In the Court of the Crimson King (subtitled An Observation by King Crimson) is the debut studio album by English rock band King Crimson, released on 10 October 1969 by Island Records. The album is one of the earliest and most influential of the progressive rock genre, where the band combined the musical influences that rock music was founded upon with elements of jazz, classical, and symphonic music.

The album reached number five on the UK Albums Chart and number 28 on the US Billboard 200, where it was certified Gold by the Recording Industry Association of America.

Production

Composition
The song "I Talk to the Wind" was written for King Crimson predecessor group Giles, Giles and Fripp (the only song on the album for which this was the case), but was retained by King Crimson in order to show the group's soft side. According to lyricist Peter Sinfield, the song was influenced by Joni Mitchell; in a 1997 interview, he said it is still his favourite lyric that he ever wrote.

"The Court of the Crimson King" was written by keyboardist/woodwinds player Ian McDonald and Sinfield for their earlier group The Creation, and started as a country and western song before its final progressive rock configuration.

Recording 
Multiple sources state that King Crimson made their live debut on 9 April 1969 at The Speakeasy Club in London, but King Crimson had played an earlier show in February 1969 at the Change Is club in Newcastle. The Speakeasy Club concert, which Sinfield describes as their second, was smashed up by members of The Pink Fairies Drinking Club. King Crimson opened for the Rolling Stones in Hyde Park, London in July 1969, before an estimated 250,000 to 500,000 people, which brought them positive attention.

----------------

◆ EXERCISE INSTRUCTIONS ◆
Could you retype the passage on the King Crimson album between "Composition" and "he ever wrote.", inclusive? The listing that comes next is separate material and has no connection to the King Crimson album text.

----------------

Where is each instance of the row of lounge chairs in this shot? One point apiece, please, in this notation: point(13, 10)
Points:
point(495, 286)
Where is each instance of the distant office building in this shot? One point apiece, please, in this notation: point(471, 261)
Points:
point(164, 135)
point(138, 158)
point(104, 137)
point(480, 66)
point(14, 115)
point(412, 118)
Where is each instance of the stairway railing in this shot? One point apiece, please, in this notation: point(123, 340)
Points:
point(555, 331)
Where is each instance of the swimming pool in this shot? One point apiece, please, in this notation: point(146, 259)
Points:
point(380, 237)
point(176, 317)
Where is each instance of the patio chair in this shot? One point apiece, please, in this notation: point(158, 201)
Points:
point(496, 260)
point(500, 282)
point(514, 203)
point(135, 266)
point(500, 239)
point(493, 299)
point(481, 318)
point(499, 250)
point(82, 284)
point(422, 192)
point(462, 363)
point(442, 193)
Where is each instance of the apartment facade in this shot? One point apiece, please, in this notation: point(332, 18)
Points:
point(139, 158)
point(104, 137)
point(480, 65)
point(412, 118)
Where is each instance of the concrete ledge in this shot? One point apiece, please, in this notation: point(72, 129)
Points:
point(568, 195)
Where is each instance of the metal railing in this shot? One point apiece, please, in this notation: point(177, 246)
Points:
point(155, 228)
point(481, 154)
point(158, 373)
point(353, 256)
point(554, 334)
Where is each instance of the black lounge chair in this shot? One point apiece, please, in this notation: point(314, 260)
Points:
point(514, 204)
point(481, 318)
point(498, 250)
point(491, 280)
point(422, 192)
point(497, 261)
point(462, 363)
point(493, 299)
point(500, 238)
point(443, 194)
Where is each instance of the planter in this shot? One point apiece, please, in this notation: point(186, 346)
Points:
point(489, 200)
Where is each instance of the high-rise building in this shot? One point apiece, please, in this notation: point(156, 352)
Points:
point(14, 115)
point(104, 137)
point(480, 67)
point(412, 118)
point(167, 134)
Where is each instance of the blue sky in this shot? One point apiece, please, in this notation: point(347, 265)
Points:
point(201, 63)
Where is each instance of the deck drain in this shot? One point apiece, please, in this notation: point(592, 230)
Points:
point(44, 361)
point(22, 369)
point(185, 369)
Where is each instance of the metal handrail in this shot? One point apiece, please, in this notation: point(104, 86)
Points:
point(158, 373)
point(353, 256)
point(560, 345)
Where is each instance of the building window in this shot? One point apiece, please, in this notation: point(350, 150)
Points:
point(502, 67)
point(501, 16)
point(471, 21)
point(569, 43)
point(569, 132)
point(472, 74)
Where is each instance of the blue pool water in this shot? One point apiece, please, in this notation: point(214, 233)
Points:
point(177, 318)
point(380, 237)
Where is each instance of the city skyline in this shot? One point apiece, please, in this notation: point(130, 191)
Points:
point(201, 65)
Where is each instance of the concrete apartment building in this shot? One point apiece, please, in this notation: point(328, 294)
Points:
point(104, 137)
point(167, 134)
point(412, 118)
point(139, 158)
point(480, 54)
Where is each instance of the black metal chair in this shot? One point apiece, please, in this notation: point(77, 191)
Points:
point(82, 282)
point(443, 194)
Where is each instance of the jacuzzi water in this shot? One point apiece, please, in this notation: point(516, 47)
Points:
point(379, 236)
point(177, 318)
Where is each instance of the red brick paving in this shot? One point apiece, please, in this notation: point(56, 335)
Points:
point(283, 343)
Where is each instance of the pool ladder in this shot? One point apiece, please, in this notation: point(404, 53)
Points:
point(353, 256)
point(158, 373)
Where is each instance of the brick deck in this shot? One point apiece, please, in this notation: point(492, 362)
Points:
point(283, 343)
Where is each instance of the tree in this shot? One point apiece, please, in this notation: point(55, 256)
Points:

----------------

◆ ANSWER TO THIS EXERCISE ◆
Composition
The song "I Talk to the Wind" was written for King Crimson predecessor group Giles, Giles and Fripp (the only song on the album for which this was the case), but was retained by King Crimson in order to show the group's soft side. According to lyricist Peter Sinfield, the song was influenced by Joni Mitchell; in a 1997 interview, he said it is still his favourite lyric that he ever wrote.